§ Objective: Below are records to transcribe exactly, without their pictures.

§ Dataset rows:
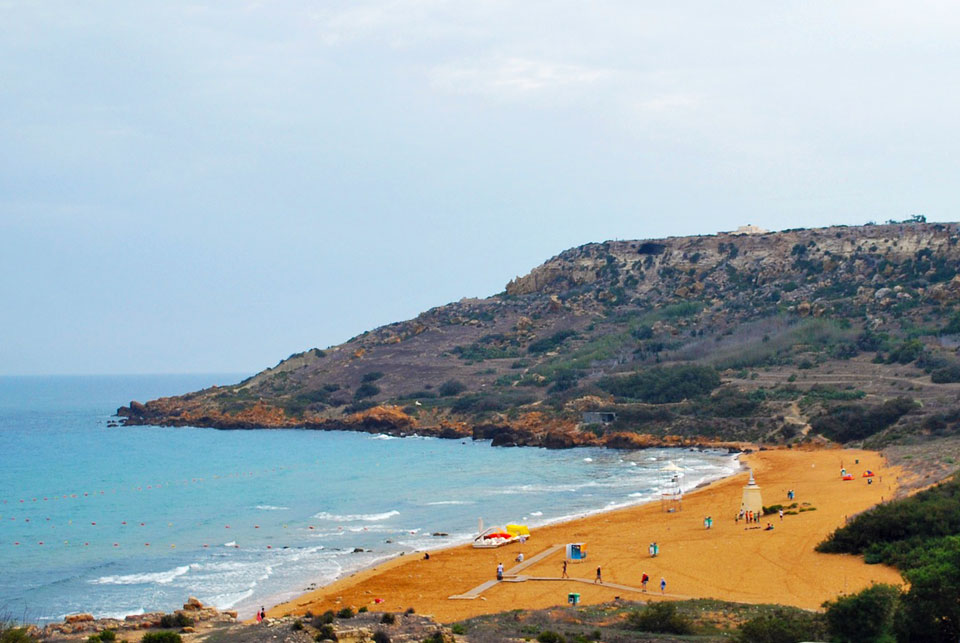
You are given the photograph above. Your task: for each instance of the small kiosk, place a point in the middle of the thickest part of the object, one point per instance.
(576, 552)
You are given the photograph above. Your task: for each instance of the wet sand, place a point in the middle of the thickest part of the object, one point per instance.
(727, 562)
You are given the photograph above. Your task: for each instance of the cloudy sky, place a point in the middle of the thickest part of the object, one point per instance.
(209, 187)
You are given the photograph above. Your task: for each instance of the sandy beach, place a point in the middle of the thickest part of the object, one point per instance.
(727, 562)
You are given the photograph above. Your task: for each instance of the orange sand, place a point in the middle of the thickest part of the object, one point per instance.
(726, 562)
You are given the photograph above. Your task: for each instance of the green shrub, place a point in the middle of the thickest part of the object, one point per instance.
(782, 626)
(366, 390)
(324, 619)
(906, 352)
(865, 616)
(175, 620)
(451, 388)
(548, 344)
(162, 637)
(326, 632)
(857, 421)
(660, 618)
(946, 374)
(663, 385)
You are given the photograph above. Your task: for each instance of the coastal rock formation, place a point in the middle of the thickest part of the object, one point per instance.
(811, 319)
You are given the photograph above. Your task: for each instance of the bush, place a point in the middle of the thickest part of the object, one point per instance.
(451, 388)
(162, 637)
(660, 618)
(866, 616)
(175, 620)
(326, 632)
(663, 385)
(366, 390)
(782, 626)
(324, 619)
(857, 421)
(946, 375)
(547, 344)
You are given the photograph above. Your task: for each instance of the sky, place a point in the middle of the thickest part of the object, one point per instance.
(212, 186)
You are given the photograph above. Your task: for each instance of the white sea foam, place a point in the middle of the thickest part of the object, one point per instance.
(120, 615)
(160, 578)
(323, 515)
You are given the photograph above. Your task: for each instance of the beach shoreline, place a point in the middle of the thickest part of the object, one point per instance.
(725, 562)
(287, 597)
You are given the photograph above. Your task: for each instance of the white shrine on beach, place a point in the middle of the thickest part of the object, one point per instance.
(752, 500)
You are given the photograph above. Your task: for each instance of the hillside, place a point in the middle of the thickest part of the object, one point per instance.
(847, 334)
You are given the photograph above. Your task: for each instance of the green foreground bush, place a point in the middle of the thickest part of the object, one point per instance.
(660, 618)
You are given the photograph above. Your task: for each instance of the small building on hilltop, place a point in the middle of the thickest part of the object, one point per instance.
(599, 417)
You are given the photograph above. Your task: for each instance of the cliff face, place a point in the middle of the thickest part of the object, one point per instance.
(765, 310)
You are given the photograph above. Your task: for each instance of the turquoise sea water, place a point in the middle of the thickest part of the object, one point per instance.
(117, 521)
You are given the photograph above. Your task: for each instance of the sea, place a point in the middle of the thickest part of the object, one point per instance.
(125, 520)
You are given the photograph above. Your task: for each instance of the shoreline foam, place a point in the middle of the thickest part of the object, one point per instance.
(726, 562)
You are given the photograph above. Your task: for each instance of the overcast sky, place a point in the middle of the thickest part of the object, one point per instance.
(209, 187)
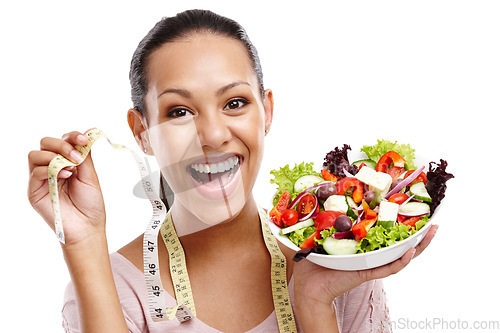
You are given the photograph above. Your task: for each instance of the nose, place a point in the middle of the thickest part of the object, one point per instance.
(213, 130)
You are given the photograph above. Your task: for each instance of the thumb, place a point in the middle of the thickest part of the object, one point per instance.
(86, 172)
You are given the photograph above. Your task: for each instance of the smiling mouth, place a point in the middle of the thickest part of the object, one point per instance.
(216, 174)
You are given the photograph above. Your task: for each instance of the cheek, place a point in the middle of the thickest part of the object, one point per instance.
(171, 146)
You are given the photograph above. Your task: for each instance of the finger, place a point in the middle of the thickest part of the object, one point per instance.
(392, 268)
(40, 173)
(75, 138)
(427, 239)
(39, 157)
(62, 147)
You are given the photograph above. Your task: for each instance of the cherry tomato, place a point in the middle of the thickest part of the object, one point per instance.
(306, 205)
(395, 172)
(289, 217)
(326, 219)
(390, 157)
(398, 198)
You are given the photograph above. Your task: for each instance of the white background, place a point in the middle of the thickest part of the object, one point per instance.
(425, 73)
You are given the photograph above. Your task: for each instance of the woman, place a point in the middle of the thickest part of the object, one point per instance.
(201, 109)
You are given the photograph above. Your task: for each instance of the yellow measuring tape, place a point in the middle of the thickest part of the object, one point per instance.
(161, 221)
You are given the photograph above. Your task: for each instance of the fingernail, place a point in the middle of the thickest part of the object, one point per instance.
(65, 174)
(81, 137)
(76, 156)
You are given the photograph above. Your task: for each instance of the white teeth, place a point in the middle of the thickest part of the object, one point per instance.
(216, 167)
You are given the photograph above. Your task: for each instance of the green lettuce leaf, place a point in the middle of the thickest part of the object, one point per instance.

§ Written answer:
You are given the photograph above. Your task: for each instance of the small kiosk, place a point in the middle of the thickest part of the object, one point per instance.
(576, 552)
You are given the photograph above. Your task: for each instance of the wet sand, place a point in the middle of the thickest part of the object, one point per instance.
(727, 562)
You are given the photograph above. Your task: for each instance of the cloudy sky, place a point in the middle of the thickest part of the object, one point per instance.
(209, 187)
You are given the photograph above. Your task: for each instance of the sandy beach, place a point in the middle of the thickest part of the object, one point per instance.
(727, 562)
You are given the photograph above. Your task: for each instance of the orange sand, place a point in the middle of the thickest part of the object, one point per instance.
(726, 562)
You are given the photograph above. Your task: for each instance of the green shrub, place a point in the middle of the thickest part of the object, one point per instance.
(782, 626)
(366, 390)
(324, 619)
(906, 352)
(865, 616)
(175, 620)
(451, 388)
(548, 344)
(162, 637)
(326, 632)
(857, 421)
(660, 618)
(946, 374)
(663, 385)
You are given the photograph above. Your task: for each instance of the coastal rock formation, place a point in the middle of the thickest part of the object, one point per instance.
(811, 319)
You are given the photograph above. Your task: for each instance of the bush, place a point in the middle of the thickest part of the object, one point per instance.
(451, 388)
(162, 637)
(660, 618)
(866, 616)
(175, 620)
(326, 632)
(663, 385)
(366, 390)
(782, 626)
(324, 619)
(857, 421)
(946, 375)
(547, 344)
You are given the photograph above. Your task: for each instance of the sky, place a point in the middle of the thickest part of the object, one point per instance.
(212, 186)
You are given the photograph above. Your task: for each instance of the white sea foam, place a point in the middle of the thickest part of the object, one point per instance.
(120, 615)
(160, 578)
(323, 515)
You are given the photograph above. Your task: for each instance of the beach shoreline, place a point in the middle of the thickest part of the object, one point per instance.
(725, 562)
(287, 597)
You are given the photograph above. Your task: for each instance of the white shrine on beach, place a point in the middle of the thickest part of the object, one point per instance.
(752, 500)
You are given the photograph above. Your task: for each instance of the hillside, place a point in the middle of the thickest part of the object, one point per instance.
(847, 334)
You are given the photograph above. Your task: for each instance of the green foreground bush, place a point in the middle of the thickest part of the object, one point per instance.
(660, 618)
You are given the photograph above. Your task: for each instance of the small building on hilltop, place a point in the middle of the thickest part of the object, one point per instance.
(599, 417)
You are given the photograph above. Your task: for each instance of the cliff face, place a point in the middle of the thickest part of the object, one point per instance.
(765, 310)
You are given the photograph above. Your task: for each instance of the turquoise sea water, place a point in the middle of the thickest part of the object, one point per instance.
(117, 521)
You are given the photograph above. Your task: for each instance of the sea, place a point in the middle of the thickest part of the object, one point per instance.
(125, 520)
You are given the photograph above. Your task: for each instance of the shoreline foam, place a point in the middle of the thickest part of the object, one point per instance.
(726, 562)
You are given the photograph above. Your task: for each instance of the overcast sky, place a point in the middle of the thickest part of the object, one point per instance.
(209, 187)
You are given the photograph above. Your task: for each instance of the nose, place a point in the middle of the thickest part of the object, one point per instance.
(213, 130)
You are given the photograph above. Your task: for each instance of the thumb, place a point in the middle of the thickest part of the object, one point per instance.
(86, 172)
You are given the photograph above. Your task: for each instance of the smiling mouth, place a point in the middle of the thickest part of the object, one point per instance.
(216, 174)
You are given the photograph above. Your task: for each instance of the cheek, place a point in the middle of the thickest part of the object, one point per instance.
(171, 146)
You are given the photograph above. Your task: for each instance of the finger, place a point in the middle of the thickest part of the object, one point per instance.
(392, 268)
(40, 173)
(75, 138)
(427, 239)
(39, 157)
(62, 147)
You are given the photograph above. Your task: for each instance of the cherry tomato, place a point in the middle of the thickest part of the object, one point per instance.
(306, 205)
(395, 172)
(289, 217)
(326, 219)
(390, 157)
(398, 198)
You are given the photograph above. Your task: for each instance of the white background, place a point in the middle of the thickest part of the object, one point per instance.
(425, 73)
You are given the photograph above. Your task: for each instance of the woman, place a point in the middle of the thickest part of the object, one point per instance.
(201, 109)
You are given the photograph above. Your task: for each instance of the yellow measuring tape, place a point in the middle of the thickest part of the object, one point per instance.
(161, 221)
You are given the photograph above. Your task: for each instance of the fingernail, place a point in the middle of the thickest part of the object, one point per instance.
(65, 174)
(81, 137)
(76, 156)
You are given the photograph above. Your task: for each instance of the white teeth, place a point in the middle of the thickest part of the object, one point per instance.
(216, 167)
You are given the photograph above. Your task: for each instance of the green lettuce leaf, place a point in the middle of the thickest part of the object, one point per instance.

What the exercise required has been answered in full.